Miller: merger would enable Sysco to control up to 90 percent of Omaha-Council Bluffs food distribution market
(DES MOINES, Iowa) Attorney General Tom Miller and a bipartisan group of state attorneys general today joined the Federal Trade Commission’s administrative complaint challenging a proposed merger between food distribution giants Sysco and US Foods.
“We allege this merger would violate antitrust laws by significantly reducing food distribution competition across the country, and particularly in western Iowa,” Miller said. “The result would be higher prices for Iowa consumers who eat away from home, and higher costs for Iowa restaurants, school districts, hospitals and hotels.”
Attorneys general from nine states including Iowa, plus the District of Columbia, signed onto the complaint.
The complaint alleges that if the merger goes forward as proposed, foodservice customers, including restaurants, hospitals, hotels, and schools, would likely face higher prices and diminished service than would be the case but for the merger. The merger would affect the broadline food distribution industry nationwide, and would significantly reduce competition in 32 local markets, including the Omaha-Council Bluffs market.
The FTC also authorized staff to seek in federal court a temporary restraining order and a preliminary injunction to prevent the parties from consummating the merger, and to maintain the status quo pending the administrative proceeding.
Sysco and US Foods are – by far – the largest broadline foodservice distributors in the United States. Broadline distributors offer extensive product lines, including national-brand and private-label food products, and provide frequent and flexible delivery, high levels of customer service, and other value-added services such as order tracking, menu planning, and nutritional information.
According to the FTC complaint, a combined Sysco/US Foods would account for 75% of the national market for broadline distribution services. In addition, the parties would also hold high shares in a number of local markets, including western Iowa.
As detailed in the complaint, the merger presents a significant risk of competitive harm for two sets of customers who rely on broadline foodservice distribution:
- National customers: Sysco and US Foods are the only broadline distributors with a truly national footprint, and compete vigorously with each other to meet the needs of customers with foodservice locations dispersed nationwide or across multiple regions of the country. For example, Sysco and US Foods are the only broadline distributors with numerous distribution centers spread throughout the country. Many hotel chains, foodservice management companies, and group purchasing organizations, for example, consider Sysco and US Foods to be each other’s closest competitor, and in some cases their only meaningful alternatives, for national broadline distribution services.
- Local customers: Sysco and US Foods also compete aggressively for the broadline business of independent restaurants and other local customers that operate in a local area or region. The merger is likely to harm competition in 32 local markets, according to the agency’s complaint.
The Commission also charged that the proposed sale of 11 US Foods distribution centers to Performance Food Group would neither enable PFG to replace US Foods as a competitor nor counteract the significant competitive harm caused by the merger. According to the FTC, even with the addition of 11 distribution centers, PFG would not approach the scale or competitiveness of US Foods today, and therefore would not restore the competition eliminated by this merger.
In addition to Iowa, the following state attorneys general joined the FTC’s complaint for a preliminary injunction: California, Illinois, Maryland, Minnesota, Nebraska, Ohio, Tennessee, Virginia, and the District of Columbia.
Today’s Commission vote to issue the administrative complaint and to authorize staff to seek a temporary restraining order and preliminary injunction in federal court was 3-2. The administrative trial is scheduled to begin on July 21.

_Problem A_. Print the passage of the text about the Sysco and US Foods merger starting at "Attorneys general from" and ending at "Omaha-Council Bluffs market.".
_Problem B_. Summarize the text about the Sysco and US Foods merger in two sentences.
_Problem C_. For each statement, say whether it agrees with the text about the Sysco and US Foods merger, and quote the words that decide it: (i) The Commission vote to issue the administrative complaint was unanimous. (ii) A combined Sysco/US Foods would hold 75% of the national market for broadline distribution services. (iii) According to the FTC, selling 11 US Foods distribution centers to Performance Food Group would restore the competition lost in the merger.
The material has no connection to the text about the Sysco and US Foods merger.

_Dataset content_.
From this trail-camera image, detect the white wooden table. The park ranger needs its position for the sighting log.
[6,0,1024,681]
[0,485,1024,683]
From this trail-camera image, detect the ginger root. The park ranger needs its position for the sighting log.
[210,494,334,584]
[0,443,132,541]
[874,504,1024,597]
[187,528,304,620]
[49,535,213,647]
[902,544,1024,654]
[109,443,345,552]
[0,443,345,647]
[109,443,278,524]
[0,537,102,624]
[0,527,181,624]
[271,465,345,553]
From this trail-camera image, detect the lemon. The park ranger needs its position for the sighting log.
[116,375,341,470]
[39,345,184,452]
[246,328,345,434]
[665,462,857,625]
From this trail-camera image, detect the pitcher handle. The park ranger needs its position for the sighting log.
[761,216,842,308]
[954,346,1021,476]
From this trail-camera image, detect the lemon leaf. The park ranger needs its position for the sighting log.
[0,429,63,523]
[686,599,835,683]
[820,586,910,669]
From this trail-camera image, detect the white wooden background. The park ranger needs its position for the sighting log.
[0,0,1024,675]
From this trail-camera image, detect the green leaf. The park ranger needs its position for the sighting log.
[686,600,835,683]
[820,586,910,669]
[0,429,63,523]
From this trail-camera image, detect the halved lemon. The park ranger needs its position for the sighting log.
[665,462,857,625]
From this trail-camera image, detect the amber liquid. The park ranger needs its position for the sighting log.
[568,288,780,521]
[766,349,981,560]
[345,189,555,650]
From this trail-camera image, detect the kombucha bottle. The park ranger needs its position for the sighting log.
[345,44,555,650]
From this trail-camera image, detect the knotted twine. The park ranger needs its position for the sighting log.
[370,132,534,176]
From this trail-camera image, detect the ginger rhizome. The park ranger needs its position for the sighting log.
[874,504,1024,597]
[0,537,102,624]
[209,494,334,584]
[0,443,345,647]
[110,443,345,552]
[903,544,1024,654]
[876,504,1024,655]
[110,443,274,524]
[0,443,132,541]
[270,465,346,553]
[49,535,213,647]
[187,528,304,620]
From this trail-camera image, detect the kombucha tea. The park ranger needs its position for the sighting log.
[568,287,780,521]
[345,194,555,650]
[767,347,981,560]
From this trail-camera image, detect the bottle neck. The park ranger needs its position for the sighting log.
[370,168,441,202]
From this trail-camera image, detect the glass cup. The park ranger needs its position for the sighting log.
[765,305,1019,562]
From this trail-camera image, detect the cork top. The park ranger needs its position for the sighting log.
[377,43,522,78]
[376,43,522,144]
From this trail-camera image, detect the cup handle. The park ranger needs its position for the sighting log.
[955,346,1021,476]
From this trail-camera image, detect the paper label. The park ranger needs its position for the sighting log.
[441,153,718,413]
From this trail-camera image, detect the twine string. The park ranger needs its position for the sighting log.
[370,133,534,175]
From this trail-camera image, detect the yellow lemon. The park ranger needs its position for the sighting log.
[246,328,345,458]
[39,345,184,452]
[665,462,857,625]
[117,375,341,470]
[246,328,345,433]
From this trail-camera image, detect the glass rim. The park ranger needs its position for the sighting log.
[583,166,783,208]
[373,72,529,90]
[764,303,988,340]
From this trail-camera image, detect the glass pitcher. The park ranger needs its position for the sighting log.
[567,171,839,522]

_Result A_.
Attorneys general from nine states including Iowa, plus the District of Columbia, signed onto the complaint.
The complaint alleges that if the merger goes forward as proposed, foodservice customers, including restaurants, hospitals, hotels, and schools, would likely face higher prices and diminished service than would be the case but for the merger. The merger would affect the broadline food distribution industry nationwide, and would significantly reduce competition in 32 local markets, including the Omaha-Council Bluffs market.

_Result B_. Iowa Attorney General Tom Miller and attorneys general from other states and the District of Columbia joined the Federal Trade Commission's administrative complaint against a proposed merger of Sysco and US Foods, by far the largest broadline foodservice distributors in the United States. The complaint alleges that the merger would reduce competition nationwide and in 32 local markets, including Omaha-Council Bluffs, likely leading to higher prices and diminished service for restaurants, hospitals, hotels, and schools.

_Result C_.
(i) No: "was 3-2."
(ii) Yes: "a combined Sysco/US Foods would account for 75% of the national market for broadline distribution services"
(iii) No: "would not restore the competition eliminated by this merger"